> **What you have to do**
Once the pictures are removed, restate the listing word for word.

> **Dataset excerpts**
◇ ◇ ◇ ◇ ◇
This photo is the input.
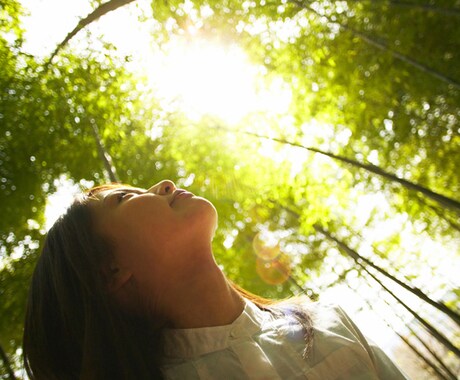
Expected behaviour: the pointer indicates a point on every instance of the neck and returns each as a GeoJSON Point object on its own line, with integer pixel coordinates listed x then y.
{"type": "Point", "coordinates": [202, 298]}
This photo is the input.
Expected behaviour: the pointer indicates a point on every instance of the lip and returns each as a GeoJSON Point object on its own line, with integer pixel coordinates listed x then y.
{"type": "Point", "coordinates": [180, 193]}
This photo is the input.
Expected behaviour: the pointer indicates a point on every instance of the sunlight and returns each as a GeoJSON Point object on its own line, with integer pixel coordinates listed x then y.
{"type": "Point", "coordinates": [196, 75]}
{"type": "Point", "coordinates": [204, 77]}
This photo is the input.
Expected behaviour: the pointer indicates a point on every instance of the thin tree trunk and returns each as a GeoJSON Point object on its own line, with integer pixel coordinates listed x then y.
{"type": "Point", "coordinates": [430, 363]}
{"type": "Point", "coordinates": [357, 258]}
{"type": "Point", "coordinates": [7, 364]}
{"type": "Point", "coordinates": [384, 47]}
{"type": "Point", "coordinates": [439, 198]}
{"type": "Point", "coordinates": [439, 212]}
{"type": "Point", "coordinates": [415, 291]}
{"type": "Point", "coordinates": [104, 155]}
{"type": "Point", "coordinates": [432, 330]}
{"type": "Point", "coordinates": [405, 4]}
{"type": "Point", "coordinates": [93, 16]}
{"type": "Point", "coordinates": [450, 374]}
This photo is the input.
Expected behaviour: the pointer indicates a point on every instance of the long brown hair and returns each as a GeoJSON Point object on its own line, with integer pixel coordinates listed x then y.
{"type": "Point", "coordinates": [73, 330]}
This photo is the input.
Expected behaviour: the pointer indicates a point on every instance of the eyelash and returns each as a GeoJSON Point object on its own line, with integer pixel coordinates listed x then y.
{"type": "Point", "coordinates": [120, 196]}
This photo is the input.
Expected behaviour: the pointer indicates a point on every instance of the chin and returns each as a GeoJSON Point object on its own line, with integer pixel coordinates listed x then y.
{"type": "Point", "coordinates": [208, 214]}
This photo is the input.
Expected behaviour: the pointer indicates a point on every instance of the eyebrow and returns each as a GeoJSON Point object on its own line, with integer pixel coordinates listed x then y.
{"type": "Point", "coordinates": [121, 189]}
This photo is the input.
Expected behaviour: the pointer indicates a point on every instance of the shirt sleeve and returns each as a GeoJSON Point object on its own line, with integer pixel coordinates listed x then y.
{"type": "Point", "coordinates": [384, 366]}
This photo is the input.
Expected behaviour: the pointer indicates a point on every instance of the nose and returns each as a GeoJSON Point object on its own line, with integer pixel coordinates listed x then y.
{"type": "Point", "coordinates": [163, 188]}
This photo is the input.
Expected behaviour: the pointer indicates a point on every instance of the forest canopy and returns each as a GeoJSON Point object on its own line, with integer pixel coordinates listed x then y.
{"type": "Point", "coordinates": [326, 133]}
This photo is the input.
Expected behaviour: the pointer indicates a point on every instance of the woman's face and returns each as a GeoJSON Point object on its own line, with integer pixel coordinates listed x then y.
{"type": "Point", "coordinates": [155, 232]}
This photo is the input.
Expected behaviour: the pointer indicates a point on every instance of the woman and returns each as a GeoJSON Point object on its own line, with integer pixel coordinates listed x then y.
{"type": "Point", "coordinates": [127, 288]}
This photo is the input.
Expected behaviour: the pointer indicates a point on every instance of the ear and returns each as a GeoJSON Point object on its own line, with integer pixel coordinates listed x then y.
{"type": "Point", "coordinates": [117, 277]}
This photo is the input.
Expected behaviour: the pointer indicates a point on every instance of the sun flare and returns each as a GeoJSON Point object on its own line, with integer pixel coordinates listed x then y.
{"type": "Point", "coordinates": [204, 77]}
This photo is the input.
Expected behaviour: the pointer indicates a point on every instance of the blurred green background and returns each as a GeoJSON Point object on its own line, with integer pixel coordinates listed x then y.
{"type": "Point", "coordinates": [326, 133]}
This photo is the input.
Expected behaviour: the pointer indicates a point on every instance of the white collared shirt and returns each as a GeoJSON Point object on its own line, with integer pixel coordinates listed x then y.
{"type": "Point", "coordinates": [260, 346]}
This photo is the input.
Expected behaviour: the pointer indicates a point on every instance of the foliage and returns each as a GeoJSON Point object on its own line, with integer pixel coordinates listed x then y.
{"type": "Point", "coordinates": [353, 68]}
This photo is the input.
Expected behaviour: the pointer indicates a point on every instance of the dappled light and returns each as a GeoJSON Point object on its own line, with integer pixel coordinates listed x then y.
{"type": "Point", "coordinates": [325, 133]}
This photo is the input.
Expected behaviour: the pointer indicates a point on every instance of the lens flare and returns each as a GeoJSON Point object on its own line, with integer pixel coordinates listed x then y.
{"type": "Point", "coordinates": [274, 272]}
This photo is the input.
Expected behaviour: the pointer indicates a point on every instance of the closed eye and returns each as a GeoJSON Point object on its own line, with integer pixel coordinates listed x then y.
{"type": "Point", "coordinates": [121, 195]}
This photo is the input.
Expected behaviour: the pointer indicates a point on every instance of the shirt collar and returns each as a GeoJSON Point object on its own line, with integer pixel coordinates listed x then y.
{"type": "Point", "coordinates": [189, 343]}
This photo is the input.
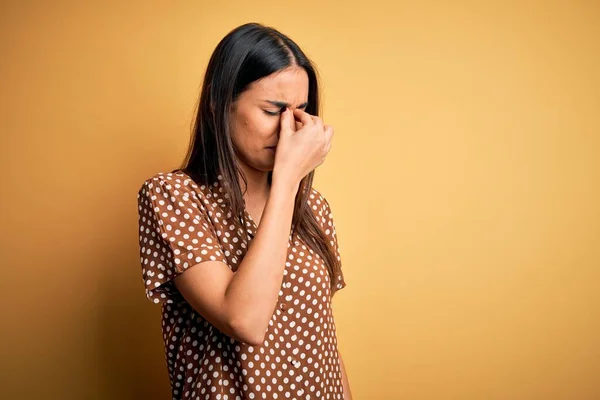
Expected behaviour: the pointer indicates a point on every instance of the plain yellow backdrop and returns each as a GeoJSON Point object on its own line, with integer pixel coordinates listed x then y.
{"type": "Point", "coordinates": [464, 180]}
◇ ◇ ◇ ◇ ◇
> **Response area**
This photo is the input.
Expected behaviour: the pointer indicates a point on every instance of the neck and returns each as a GeoJSON Point object on its own line, with integer pixel coordinates listed x then y.
{"type": "Point", "coordinates": [202, 298]}
This photo is the input.
Expected behaviour: the pointer indicates a point on every instance of the lip and returns each as a GeoJSON Point object on its own line, with integer pixel coordinates listed x then y.
{"type": "Point", "coordinates": [180, 193]}
This photo is the input.
Expected behaviour: the pointer indicates a point on every instance of the sunlight and returns each as a GeoJSON Point object on its own line, with integer pixel coordinates listed x then y.
{"type": "Point", "coordinates": [196, 75]}
{"type": "Point", "coordinates": [204, 77]}
This photo is the input.
Expected behaviour: the pointer indicates a point on every instance of the thin tree trunk and returns each as a GeoJSON Point object on its own line, with integer pixel coordinates listed x then y.
{"type": "Point", "coordinates": [430, 363]}
{"type": "Point", "coordinates": [357, 258]}
{"type": "Point", "coordinates": [7, 364]}
{"type": "Point", "coordinates": [384, 47]}
{"type": "Point", "coordinates": [439, 198]}
{"type": "Point", "coordinates": [439, 212]}
{"type": "Point", "coordinates": [415, 291]}
{"type": "Point", "coordinates": [104, 155]}
{"type": "Point", "coordinates": [432, 330]}
{"type": "Point", "coordinates": [405, 4]}
{"type": "Point", "coordinates": [93, 16]}
{"type": "Point", "coordinates": [450, 374]}
This photo is the input.
Expected behaviour: the pointer indicates a point on every instance of the long brown hair and returns each as a GeoJSON Point object on its own line, with integer pixel coordinates listed x then y.
{"type": "Point", "coordinates": [73, 330]}
This photo is the input.
Expected behaviour: the pointer indicates a point on every instance of the eyelash and returns each as a GeoJSON Point object on its own line, with integer pixel coordinates listed x then y.
{"type": "Point", "coordinates": [120, 196]}
This photo is the input.
Expected behaviour: the pointer indicates a point on every instance of the chin and returns each as a GeoJSON Point object on its own line, with integer pixel coordinates listed x then y.
{"type": "Point", "coordinates": [208, 214]}
This photo is the input.
Expected behaviour: the pointer indicates a point on every instance of the eyebrow and returns each as a GeoJSON Point object on its own line, with integer pixel coordinates listed x then y.
{"type": "Point", "coordinates": [121, 189]}
This photo is the input.
Expected behaviour: the pointer indicates a point on every instance of the shirt sleeve and returns each as a GeoJSON Point object on its own line, with integer pixel coordinates listed x then y.
{"type": "Point", "coordinates": [384, 366]}
This photo is the input.
Expected behaviour: the pointer indicates a point on every instance of the nose and returns each as a GeoJSON Point object on its own line, with integer pixel coordinates listed x then y.
{"type": "Point", "coordinates": [163, 188]}
This photo is the input.
Expected behaviour: the pointer indicates a point on every instance of the forest canopy and returns each as a GeoJSON Point object on its own line, with integer pixel coordinates listed x then y.
{"type": "Point", "coordinates": [326, 133]}
This photo is the input.
Expected behaviour: the pointer indicates a point on every instance of the woman's face and returns each as a GeoJSON Point object on its own line, with integer pixel coordinates listed x then y.
{"type": "Point", "coordinates": [155, 232]}
This photo is the input.
Expected behaviour: the pointer indicates a point on every instance of the woman and returns each as a GeoJSON Point object on its own line, with integer pixel coordinates listed x then y.
{"type": "Point", "coordinates": [127, 288]}
This photo is the input.
Expected behaviour: the pointer indicates a point on every instance of the ear and returns each as a GeoJSON Point object on its own line, with integer pixel coordinates listed x then y.
{"type": "Point", "coordinates": [117, 277]}
This photo is the input.
Expected behaviour: the pointer indicates a point on every instance of the sun flare and returns each as a GeoJSON Point object on its own line, with integer pixel coordinates listed x then y.
{"type": "Point", "coordinates": [204, 77]}
This photo is the input.
Expected behaviour: the pointer indicates a point on every instance of the blurred green background and returns each as a GeoJSON Point object on its own line, with integer pixel coordinates listed x then y.
{"type": "Point", "coordinates": [326, 133]}
This photo is the input.
Expected behaviour: the pointer indicates a point on every instance of the white collared shirt and returns each as a GeoJSON Point object on its own line, with integer pixel coordinates listed x then y.
{"type": "Point", "coordinates": [260, 346]}
This photo is the input.
Expected behaviour: the pointer indicates a point on every instance of the foliage and returns each as a GeoJSON Point object on its own line, with integer pixel coordinates listed x then y.
{"type": "Point", "coordinates": [353, 68]}
This photo is the input.
Expected behaviour: the pointer indicates a point on every instance of the dappled light and returns each as a GeoJSON Point object on its own line, with integer pixel coordinates listed x then y.
{"type": "Point", "coordinates": [325, 133]}
This photo is the input.
Expected behaviour: the pointer indicates a point on every instance of the lens flare and returns each as a GeoJSON Point object on its own line, with integer pixel coordinates listed x then y.
{"type": "Point", "coordinates": [274, 272]}
This photo is the input.
Expected behaviour: the pointer indicates a point on every instance of the closed eye and returns each as a GeoJSON Point object on its own line, with integer pixel coordinates listed x then y.
{"type": "Point", "coordinates": [121, 195]}
This photo is the input.
Expected behaviour: the pointer indicates a point on every instance of the shirt collar and returns each as a GeoJSON Point object on its own line, with integer pixel coordinates listed x then y.
{"type": "Point", "coordinates": [189, 343]}
This photo is the input.
Expected behaviour: the pointer indicates a point on every instance of the plain yellow backdrop and returns each as a GeoJSON Point object on its own line, with integer pixel coordinates listed x then y.
{"type": "Point", "coordinates": [464, 180]}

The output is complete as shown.